DATA RECORDS Block Start

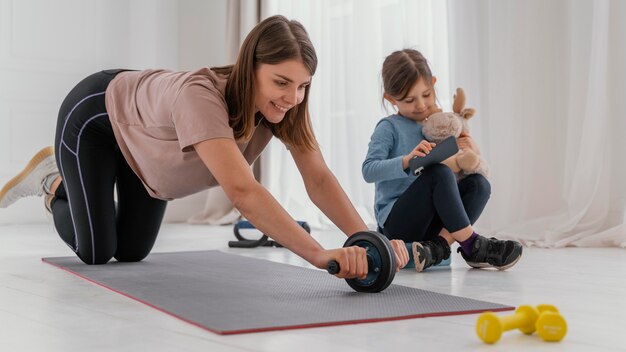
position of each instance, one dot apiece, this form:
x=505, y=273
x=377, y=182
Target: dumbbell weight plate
x=381, y=261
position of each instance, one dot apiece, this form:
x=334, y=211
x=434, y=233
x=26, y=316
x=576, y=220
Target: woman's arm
x=225, y=161
x=328, y=195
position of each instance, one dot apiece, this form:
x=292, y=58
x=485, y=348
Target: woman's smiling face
x=279, y=88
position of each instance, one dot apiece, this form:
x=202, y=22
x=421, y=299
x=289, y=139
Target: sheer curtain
x=242, y=16
x=352, y=39
x=548, y=81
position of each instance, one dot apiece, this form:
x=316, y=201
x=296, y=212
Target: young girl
x=431, y=210
x=158, y=135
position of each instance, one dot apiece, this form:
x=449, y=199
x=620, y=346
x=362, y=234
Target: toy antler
x=459, y=103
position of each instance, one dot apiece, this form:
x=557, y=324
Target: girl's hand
x=423, y=148
x=402, y=255
x=466, y=142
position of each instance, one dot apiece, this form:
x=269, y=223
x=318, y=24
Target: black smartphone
x=439, y=153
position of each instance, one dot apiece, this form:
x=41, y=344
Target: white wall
x=46, y=47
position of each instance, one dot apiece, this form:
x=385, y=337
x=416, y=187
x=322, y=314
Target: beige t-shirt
x=157, y=116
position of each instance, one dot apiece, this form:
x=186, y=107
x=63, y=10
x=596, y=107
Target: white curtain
x=242, y=16
x=548, y=81
x=351, y=38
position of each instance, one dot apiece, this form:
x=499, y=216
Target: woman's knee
x=132, y=256
x=97, y=259
x=478, y=184
x=440, y=172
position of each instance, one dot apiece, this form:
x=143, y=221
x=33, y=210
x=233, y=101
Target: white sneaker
x=30, y=181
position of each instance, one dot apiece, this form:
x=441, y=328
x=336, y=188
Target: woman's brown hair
x=272, y=41
x=401, y=70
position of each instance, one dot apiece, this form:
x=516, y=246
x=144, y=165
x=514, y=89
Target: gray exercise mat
x=231, y=294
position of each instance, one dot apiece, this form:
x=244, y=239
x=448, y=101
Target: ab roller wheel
x=381, y=262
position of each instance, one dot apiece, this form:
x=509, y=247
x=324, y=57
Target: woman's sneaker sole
x=29, y=181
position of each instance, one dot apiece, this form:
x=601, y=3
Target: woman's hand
x=352, y=261
x=423, y=148
x=466, y=142
x=402, y=255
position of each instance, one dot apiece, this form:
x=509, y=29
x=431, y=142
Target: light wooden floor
x=45, y=309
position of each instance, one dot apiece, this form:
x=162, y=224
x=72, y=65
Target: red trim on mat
x=278, y=328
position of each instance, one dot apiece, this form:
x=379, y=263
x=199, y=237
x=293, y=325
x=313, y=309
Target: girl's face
x=417, y=104
x=279, y=88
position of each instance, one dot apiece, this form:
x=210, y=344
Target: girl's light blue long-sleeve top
x=394, y=137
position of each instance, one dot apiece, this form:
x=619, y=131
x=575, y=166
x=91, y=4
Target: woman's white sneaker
x=30, y=181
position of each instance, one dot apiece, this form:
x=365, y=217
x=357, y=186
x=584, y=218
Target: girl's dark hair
x=401, y=70
x=272, y=41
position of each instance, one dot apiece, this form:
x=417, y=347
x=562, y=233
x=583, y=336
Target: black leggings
x=435, y=201
x=85, y=213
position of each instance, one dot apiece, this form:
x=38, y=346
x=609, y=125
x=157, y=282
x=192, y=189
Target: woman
x=158, y=135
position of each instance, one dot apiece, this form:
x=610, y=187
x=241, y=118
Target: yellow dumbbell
x=550, y=326
x=490, y=327
x=545, y=319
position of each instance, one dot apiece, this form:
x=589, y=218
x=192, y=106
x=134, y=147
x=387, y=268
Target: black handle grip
x=333, y=267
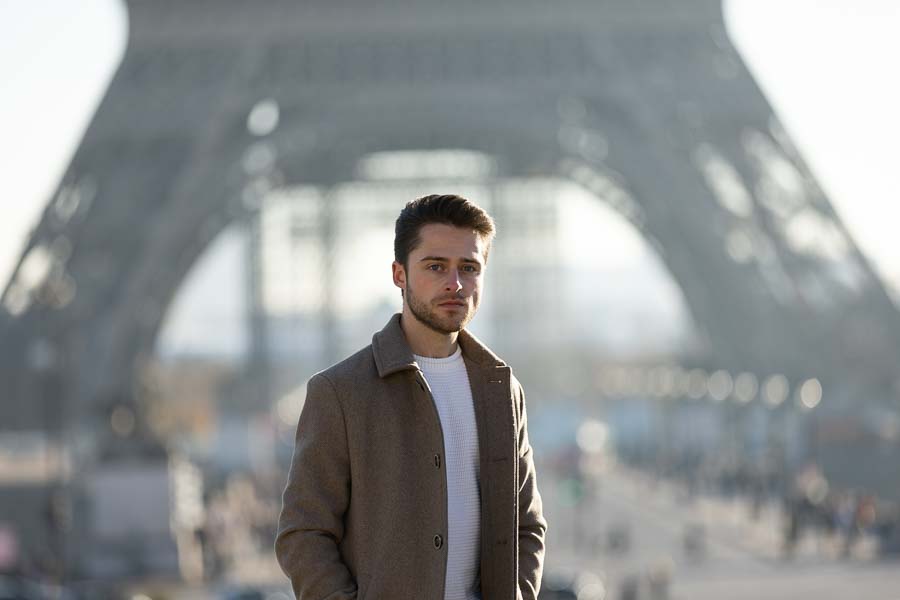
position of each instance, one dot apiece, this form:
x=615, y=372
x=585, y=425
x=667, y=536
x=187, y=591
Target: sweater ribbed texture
x=449, y=383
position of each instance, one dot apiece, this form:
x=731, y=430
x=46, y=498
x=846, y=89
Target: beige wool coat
x=365, y=507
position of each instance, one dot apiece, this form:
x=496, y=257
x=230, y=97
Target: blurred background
x=696, y=276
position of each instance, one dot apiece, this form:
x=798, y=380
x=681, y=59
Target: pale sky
x=826, y=66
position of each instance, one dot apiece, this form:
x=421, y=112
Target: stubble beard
x=430, y=319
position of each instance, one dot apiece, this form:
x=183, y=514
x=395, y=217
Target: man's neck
x=425, y=341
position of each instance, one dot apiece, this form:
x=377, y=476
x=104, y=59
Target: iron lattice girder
x=617, y=95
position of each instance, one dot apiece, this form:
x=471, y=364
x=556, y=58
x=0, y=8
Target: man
x=412, y=476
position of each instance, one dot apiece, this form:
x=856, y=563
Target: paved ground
x=742, y=556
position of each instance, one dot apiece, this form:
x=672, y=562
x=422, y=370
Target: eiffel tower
x=645, y=103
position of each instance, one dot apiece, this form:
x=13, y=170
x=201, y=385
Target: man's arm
x=532, y=524
x=315, y=499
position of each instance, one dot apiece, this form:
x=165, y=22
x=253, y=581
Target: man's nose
x=454, y=284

DATA RECORDS Block End

- [WHAT THE EXERCISE ASKS]
Only the words belong in your copy: restate the data above exactly and leave the images out.

- [SOLUTION]
position of each instance, one dot apiece, this form:
x=505, y=273
x=377, y=182
Target: dumbbell weight plate
x=381, y=261
position of each instance, one dot apiece, this form:
x=334, y=211
x=434, y=233
x=26, y=316
x=576, y=220
Target: woman's arm
x=225, y=161
x=328, y=195
position of each instance, one dot apiece, this form:
x=292, y=58
x=485, y=348
Target: woman's smiling face
x=279, y=88
position of each instance, one dot apiece, this form:
x=202, y=22
x=421, y=299
x=289, y=139
Target: sheer curtain
x=242, y=16
x=352, y=39
x=548, y=81
position of each instance, one dot apiece, this form:
x=316, y=201
x=296, y=212
Target: young girl
x=431, y=210
x=158, y=135
position of each instance, one dot apiece, this form:
x=449, y=199
x=620, y=346
x=362, y=234
Target: toy antler
x=459, y=103
position of each instance, one dot apiece, this form:
x=557, y=324
Target: girl's hand
x=423, y=148
x=402, y=255
x=466, y=142
position of each instance, one dot apiece, this form:
x=269, y=223
x=318, y=24
Target: black smartphone
x=439, y=153
position of each instance, one dot apiece, this form:
x=41, y=344
Target: white wall
x=46, y=47
position of each instance, one dot apiece, this form:
x=385, y=337
x=416, y=187
x=322, y=314
Target: beige t-shirt
x=157, y=116
position of each instance, one dot apiece, this form:
x=186, y=107
x=63, y=10
x=596, y=107
Target: white curtain
x=242, y=16
x=548, y=81
x=351, y=38
position of each instance, one dot apiece, this form:
x=499, y=216
Target: woman's knee
x=132, y=256
x=97, y=259
x=478, y=184
x=440, y=172
position of each instance, one dot apiece, this form:
x=143, y=221
x=33, y=210
x=233, y=101
Target: white sneaker
x=30, y=181
position of each instance, one dot apiece, this form:
x=441, y=328
x=336, y=188
Target: woman's brown hair
x=272, y=41
x=401, y=70
position of each instance, one dot apiece, this form:
x=516, y=246
x=144, y=165
x=514, y=89
Target: gray exercise mat
x=231, y=294
position of each instance, one dot apiece, this form:
x=244, y=239
x=448, y=101
Target: ab roller wheel
x=381, y=262
position of each instance, one dot apiece, this form:
x=509, y=247
x=324, y=57
Target: woman's sneaker sole
x=29, y=181
position of each instance, one dot apiece, this form:
x=601, y=3
Target: woman's hand
x=352, y=261
x=423, y=148
x=466, y=142
x=402, y=255
position of each instance, one dot apiece, this form:
x=509, y=29
x=431, y=142
Target: light wooden floor
x=45, y=309
position of each instance, one dot apiece, this form:
x=162, y=224
x=72, y=65
Target: red trim on mat
x=278, y=328
position of each instance, one dot apiece, this form:
x=379, y=263
x=199, y=237
x=293, y=325
x=313, y=309
Target: girl's face
x=417, y=104
x=279, y=88
position of each instance, one dot apiece, this form:
x=210, y=344
Target: girl's light blue long-sleeve top
x=394, y=137
position of each instance, one dot apiece, this form:
x=619, y=131
x=575, y=166
x=91, y=4
Target: woman's white sneaker
x=30, y=181
position of each instance, one dot apiece, this form:
x=365, y=217
x=357, y=186
x=584, y=218
Target: girl's dark hair
x=401, y=70
x=272, y=41
position of each instance, one dot apiece, this form:
x=417, y=347
x=562, y=233
x=583, y=336
Target: black leggings
x=435, y=201
x=85, y=213
position of each instance, one dot apiece, this form:
x=38, y=346
x=609, y=125
x=157, y=282
x=192, y=189
Target: woman
x=158, y=135
position of each instance, one dot apiece, this form:
x=610, y=187
x=241, y=118
Target: yellow dumbbell
x=550, y=326
x=490, y=327
x=545, y=319
position of each instance, one dot apiece, this form:
x=589, y=218
x=192, y=106
x=134, y=147
x=387, y=268
Target: black handle grip
x=333, y=267
position of each instance, one dot apiece, this form:
x=615, y=372
x=585, y=425
x=667, y=536
x=187, y=591
Target: sweater ribbed texture
x=449, y=383
position of each instance, one dot apiece, this form:
x=731, y=430
x=46, y=498
x=846, y=89
Target: beige wool coat
x=365, y=507
position of each instance, one dot apiece, this form:
x=496, y=257
x=230, y=97
Target: blurred background
x=696, y=276
position of each instance, one dot apiece, this form:
x=798, y=380
x=681, y=59
Target: pale sky
x=826, y=66
position of each instance, one dot apiece, this form:
x=421, y=112
Target: stubble beard
x=430, y=319
position of each instance, one dot apiece, this form:
x=183, y=514
x=395, y=217
Target: man's neck
x=425, y=341
position of each instance, one dot apiece, this form:
x=377, y=476
x=104, y=59
Target: iron lattice girder
x=617, y=95
position of each instance, one dot apiece, this form:
x=471, y=364
x=556, y=58
x=0, y=8
Target: man
x=412, y=476
position of each instance, one dot apiece, this form:
x=856, y=563
Target: paved ground
x=742, y=556
position of each instance, one dot apiece, this form:
x=672, y=562
x=422, y=370
Target: eiffel tower
x=645, y=103
position of each instance, one dot apiece, this form:
x=13, y=170
x=201, y=385
Target: man's arm
x=532, y=524
x=315, y=499
position of each instance, one dot apiece, this form:
x=165, y=22
x=253, y=581
Target: man's nose
x=454, y=284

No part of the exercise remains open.